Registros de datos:
--- --- ---
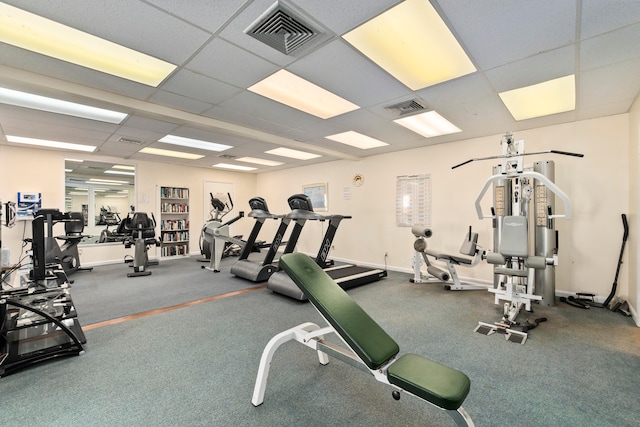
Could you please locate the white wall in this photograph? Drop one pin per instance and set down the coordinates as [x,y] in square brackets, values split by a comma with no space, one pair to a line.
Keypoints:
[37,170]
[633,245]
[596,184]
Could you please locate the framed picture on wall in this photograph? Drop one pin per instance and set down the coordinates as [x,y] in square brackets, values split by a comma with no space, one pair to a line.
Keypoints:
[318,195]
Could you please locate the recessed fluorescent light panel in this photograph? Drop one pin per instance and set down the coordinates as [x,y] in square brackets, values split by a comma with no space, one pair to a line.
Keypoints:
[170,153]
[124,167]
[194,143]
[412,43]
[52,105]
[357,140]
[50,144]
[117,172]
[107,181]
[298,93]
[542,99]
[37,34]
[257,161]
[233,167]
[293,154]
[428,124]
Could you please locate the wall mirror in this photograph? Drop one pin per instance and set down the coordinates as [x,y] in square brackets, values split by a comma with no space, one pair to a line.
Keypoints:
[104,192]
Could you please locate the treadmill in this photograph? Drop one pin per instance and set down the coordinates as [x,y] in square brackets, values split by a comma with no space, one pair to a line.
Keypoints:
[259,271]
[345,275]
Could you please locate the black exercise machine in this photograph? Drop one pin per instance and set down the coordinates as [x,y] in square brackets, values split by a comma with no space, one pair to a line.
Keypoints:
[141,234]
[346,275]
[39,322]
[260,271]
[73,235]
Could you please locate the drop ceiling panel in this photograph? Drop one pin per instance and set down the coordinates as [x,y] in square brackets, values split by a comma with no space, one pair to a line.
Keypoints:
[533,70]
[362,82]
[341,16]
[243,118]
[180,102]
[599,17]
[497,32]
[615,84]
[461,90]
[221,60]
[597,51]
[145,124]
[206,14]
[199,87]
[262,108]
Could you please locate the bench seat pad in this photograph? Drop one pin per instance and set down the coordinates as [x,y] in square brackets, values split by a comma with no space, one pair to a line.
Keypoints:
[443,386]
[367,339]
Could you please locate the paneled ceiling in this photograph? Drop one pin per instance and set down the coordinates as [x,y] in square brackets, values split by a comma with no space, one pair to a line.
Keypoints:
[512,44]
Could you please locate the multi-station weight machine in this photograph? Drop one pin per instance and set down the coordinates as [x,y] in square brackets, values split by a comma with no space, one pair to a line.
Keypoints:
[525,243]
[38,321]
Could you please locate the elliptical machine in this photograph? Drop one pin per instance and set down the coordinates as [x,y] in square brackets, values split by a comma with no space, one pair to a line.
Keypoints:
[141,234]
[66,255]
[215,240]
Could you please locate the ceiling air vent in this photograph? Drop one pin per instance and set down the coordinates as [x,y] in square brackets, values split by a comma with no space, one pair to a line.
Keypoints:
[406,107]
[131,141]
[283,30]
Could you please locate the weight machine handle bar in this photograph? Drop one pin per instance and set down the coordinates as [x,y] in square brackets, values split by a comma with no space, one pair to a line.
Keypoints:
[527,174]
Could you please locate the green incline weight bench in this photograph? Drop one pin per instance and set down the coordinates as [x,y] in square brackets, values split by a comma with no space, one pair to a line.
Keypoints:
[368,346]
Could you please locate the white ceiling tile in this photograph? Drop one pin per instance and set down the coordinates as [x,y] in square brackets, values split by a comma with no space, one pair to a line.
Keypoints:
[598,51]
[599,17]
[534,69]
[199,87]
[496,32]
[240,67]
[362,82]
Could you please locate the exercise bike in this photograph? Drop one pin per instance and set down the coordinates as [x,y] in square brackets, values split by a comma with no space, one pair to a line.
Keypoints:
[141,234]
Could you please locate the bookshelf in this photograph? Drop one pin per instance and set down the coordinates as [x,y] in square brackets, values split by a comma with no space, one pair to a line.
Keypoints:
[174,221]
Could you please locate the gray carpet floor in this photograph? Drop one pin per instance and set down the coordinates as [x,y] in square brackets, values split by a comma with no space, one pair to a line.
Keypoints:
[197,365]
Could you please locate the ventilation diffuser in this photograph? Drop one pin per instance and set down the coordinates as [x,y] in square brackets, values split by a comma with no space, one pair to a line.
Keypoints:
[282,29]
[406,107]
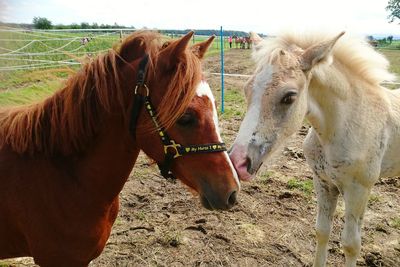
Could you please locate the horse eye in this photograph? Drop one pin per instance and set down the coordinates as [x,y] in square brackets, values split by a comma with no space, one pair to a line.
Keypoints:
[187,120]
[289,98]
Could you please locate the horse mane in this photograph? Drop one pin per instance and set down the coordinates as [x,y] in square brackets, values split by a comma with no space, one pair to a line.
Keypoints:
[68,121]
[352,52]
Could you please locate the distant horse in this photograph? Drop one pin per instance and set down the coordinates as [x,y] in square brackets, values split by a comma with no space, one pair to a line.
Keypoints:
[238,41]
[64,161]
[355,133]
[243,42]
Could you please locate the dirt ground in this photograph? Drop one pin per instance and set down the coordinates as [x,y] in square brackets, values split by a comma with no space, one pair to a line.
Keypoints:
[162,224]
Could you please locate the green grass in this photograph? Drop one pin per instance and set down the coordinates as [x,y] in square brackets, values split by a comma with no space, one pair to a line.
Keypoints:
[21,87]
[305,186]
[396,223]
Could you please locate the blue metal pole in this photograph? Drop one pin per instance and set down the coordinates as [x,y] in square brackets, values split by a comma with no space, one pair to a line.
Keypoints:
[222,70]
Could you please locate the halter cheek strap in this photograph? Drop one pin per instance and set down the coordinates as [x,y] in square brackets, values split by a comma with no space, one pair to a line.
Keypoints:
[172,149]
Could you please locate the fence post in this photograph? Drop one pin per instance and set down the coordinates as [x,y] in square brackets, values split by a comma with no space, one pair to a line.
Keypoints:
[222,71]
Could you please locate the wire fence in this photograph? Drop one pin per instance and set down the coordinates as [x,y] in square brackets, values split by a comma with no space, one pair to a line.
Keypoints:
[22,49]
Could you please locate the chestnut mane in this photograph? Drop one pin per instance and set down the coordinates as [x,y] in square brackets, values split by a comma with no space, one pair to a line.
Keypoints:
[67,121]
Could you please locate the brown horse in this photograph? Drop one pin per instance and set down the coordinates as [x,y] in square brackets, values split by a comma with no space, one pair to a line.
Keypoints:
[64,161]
--- --- ---
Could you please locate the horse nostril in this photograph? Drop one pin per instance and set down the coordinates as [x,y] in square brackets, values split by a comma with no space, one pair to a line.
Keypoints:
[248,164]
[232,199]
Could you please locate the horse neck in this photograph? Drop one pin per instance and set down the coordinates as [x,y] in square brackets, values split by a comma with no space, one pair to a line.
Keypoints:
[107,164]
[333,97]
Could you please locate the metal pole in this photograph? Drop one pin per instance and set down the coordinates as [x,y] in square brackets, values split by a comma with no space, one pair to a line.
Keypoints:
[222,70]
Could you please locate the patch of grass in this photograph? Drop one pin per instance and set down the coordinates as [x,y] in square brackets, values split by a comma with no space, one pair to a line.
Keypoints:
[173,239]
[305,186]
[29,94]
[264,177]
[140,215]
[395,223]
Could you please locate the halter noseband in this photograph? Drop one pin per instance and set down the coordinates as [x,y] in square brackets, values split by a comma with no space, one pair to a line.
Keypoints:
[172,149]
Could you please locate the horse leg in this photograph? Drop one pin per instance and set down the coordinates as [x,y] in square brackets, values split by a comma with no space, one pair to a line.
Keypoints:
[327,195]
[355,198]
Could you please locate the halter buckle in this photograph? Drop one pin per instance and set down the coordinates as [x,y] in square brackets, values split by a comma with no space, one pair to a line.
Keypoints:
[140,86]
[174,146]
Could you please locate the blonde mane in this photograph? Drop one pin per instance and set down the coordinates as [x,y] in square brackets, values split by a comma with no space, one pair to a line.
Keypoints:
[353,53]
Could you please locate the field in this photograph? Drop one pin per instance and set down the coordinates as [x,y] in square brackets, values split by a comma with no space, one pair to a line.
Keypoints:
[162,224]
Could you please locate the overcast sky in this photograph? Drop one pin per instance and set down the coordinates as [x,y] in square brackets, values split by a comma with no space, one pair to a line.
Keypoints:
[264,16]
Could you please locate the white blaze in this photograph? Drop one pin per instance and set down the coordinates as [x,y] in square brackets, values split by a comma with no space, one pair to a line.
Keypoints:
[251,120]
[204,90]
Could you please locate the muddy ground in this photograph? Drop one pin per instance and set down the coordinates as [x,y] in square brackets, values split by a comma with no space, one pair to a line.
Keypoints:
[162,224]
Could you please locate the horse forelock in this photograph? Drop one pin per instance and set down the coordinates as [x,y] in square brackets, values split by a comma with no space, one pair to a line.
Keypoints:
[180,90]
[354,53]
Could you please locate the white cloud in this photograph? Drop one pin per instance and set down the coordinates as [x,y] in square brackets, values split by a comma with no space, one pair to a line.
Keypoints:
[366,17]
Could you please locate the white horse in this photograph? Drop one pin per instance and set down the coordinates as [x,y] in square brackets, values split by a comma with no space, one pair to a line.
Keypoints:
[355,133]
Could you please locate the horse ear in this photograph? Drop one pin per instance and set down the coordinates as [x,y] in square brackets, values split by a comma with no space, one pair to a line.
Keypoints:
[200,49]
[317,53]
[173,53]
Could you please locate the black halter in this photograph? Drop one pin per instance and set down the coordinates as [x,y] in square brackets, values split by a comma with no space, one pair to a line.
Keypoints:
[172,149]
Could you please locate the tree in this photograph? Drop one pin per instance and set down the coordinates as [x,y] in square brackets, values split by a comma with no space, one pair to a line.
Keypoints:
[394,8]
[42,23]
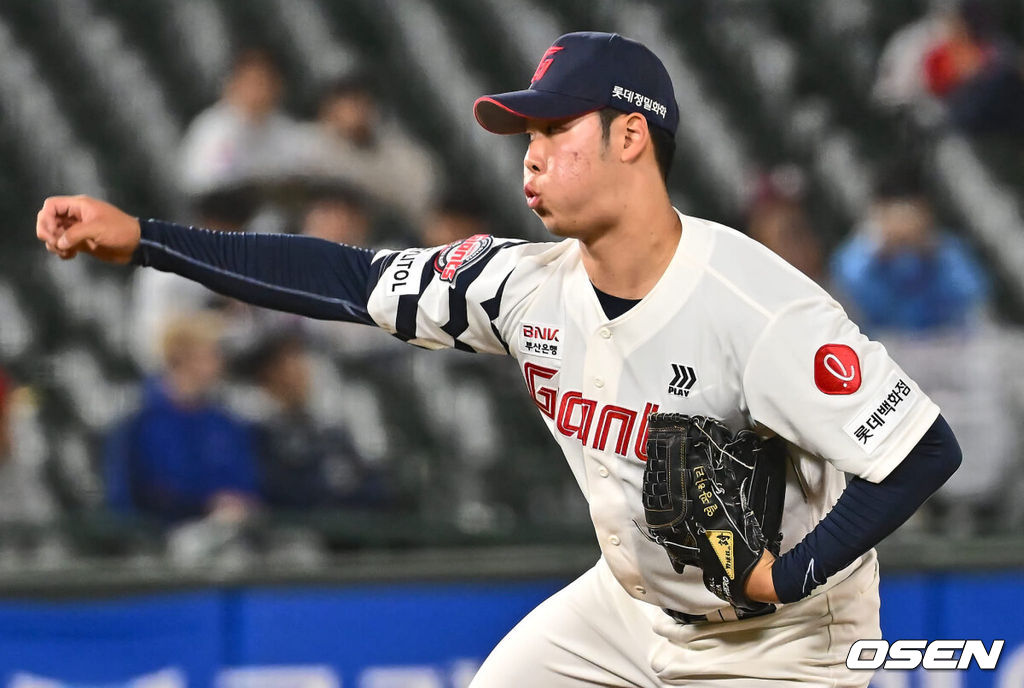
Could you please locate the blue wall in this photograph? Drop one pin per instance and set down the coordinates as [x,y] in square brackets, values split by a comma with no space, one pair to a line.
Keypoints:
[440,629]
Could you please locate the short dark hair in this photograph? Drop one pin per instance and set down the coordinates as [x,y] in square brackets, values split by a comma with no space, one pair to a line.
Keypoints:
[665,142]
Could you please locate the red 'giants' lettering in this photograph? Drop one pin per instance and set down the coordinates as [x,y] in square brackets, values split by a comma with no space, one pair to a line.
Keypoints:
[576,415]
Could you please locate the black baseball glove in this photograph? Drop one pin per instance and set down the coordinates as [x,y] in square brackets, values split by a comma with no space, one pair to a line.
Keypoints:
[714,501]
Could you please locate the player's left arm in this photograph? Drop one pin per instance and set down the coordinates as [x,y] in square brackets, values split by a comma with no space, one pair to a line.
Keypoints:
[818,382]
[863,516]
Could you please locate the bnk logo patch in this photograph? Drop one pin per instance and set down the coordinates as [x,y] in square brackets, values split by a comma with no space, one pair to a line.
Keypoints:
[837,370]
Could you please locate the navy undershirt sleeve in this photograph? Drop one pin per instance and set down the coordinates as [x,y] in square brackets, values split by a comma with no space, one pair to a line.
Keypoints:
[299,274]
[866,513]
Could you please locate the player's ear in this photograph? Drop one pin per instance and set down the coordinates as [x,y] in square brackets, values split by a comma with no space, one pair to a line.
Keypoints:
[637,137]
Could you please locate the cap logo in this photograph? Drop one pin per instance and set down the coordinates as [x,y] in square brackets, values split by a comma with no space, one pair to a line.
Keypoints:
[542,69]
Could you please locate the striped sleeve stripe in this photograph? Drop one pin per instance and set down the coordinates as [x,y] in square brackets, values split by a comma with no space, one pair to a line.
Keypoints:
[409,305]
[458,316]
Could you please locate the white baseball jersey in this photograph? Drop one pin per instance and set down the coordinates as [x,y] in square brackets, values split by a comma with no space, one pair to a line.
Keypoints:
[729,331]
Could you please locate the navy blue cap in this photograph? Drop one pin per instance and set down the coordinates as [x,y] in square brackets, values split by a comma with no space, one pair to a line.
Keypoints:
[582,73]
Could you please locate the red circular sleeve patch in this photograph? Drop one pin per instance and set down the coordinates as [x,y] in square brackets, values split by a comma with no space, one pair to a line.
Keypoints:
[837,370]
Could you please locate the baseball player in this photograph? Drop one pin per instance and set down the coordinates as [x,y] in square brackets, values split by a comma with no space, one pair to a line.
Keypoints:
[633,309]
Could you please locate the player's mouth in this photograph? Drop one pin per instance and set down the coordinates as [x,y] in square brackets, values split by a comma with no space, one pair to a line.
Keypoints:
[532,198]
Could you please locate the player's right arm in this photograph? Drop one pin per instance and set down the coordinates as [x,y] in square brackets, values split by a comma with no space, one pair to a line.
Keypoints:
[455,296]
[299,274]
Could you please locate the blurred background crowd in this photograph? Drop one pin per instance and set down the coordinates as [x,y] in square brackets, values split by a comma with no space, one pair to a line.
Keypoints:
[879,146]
--- --- ---
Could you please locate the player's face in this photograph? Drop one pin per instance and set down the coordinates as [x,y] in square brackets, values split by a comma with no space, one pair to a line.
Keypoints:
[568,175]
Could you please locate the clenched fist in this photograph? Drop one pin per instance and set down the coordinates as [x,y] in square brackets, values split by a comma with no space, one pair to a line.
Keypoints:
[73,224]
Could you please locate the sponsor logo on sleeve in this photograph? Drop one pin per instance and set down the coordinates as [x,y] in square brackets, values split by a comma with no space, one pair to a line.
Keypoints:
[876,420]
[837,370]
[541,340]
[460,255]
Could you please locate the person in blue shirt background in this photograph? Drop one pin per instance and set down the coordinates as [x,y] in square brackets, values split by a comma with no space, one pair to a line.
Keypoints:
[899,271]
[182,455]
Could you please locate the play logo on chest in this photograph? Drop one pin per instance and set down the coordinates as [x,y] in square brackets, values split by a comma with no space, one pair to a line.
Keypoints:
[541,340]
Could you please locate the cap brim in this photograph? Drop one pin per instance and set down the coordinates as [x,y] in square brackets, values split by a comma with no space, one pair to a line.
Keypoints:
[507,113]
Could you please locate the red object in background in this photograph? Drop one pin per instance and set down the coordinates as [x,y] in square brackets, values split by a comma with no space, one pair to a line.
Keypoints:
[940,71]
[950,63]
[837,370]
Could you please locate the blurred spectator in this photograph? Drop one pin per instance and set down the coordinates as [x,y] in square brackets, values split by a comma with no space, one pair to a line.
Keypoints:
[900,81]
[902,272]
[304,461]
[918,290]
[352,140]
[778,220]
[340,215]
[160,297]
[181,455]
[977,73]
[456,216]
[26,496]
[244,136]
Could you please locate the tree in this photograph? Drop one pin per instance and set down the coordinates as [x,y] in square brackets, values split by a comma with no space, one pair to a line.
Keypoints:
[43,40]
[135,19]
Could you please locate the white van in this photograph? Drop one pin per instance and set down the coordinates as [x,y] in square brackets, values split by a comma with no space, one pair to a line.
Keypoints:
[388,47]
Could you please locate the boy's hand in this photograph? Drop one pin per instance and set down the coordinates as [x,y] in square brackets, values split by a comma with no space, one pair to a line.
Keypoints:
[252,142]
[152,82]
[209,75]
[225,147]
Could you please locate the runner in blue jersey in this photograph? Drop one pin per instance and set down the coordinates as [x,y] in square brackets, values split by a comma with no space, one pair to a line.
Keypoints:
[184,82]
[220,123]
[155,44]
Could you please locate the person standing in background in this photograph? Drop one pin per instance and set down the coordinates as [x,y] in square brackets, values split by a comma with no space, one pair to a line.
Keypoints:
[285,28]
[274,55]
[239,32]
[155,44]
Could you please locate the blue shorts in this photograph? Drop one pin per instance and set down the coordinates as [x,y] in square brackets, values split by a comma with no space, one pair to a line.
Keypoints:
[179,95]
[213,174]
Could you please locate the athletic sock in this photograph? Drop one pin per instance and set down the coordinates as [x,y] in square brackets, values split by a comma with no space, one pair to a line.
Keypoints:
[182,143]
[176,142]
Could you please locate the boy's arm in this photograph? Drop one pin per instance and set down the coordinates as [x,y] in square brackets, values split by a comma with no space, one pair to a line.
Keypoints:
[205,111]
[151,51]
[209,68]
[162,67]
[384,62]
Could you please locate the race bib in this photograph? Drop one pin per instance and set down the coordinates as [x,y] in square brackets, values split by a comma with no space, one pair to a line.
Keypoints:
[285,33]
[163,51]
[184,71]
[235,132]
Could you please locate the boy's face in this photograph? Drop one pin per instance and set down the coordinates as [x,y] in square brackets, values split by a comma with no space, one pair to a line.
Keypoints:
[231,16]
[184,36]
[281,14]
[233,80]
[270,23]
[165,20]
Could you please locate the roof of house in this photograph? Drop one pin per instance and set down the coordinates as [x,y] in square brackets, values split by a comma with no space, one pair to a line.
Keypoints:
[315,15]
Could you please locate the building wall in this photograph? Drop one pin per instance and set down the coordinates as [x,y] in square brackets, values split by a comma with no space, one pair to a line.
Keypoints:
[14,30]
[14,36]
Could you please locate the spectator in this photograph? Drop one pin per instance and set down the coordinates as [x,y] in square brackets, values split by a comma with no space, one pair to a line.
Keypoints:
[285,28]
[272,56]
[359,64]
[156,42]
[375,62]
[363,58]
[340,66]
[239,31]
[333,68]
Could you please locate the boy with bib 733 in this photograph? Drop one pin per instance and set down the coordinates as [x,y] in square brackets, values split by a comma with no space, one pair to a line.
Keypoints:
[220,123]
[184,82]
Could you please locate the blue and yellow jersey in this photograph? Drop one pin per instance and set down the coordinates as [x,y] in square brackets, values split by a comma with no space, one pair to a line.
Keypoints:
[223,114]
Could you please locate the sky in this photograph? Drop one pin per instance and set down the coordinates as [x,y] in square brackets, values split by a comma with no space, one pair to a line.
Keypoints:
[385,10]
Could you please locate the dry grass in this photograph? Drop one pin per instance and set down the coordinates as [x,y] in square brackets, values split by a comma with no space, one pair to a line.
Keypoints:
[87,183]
--- --- ---
Indica cuántas líneas de los datos contienen la cadena "shorts". Responde únicamente con el número.

*Respuesta del ejercicio:*
1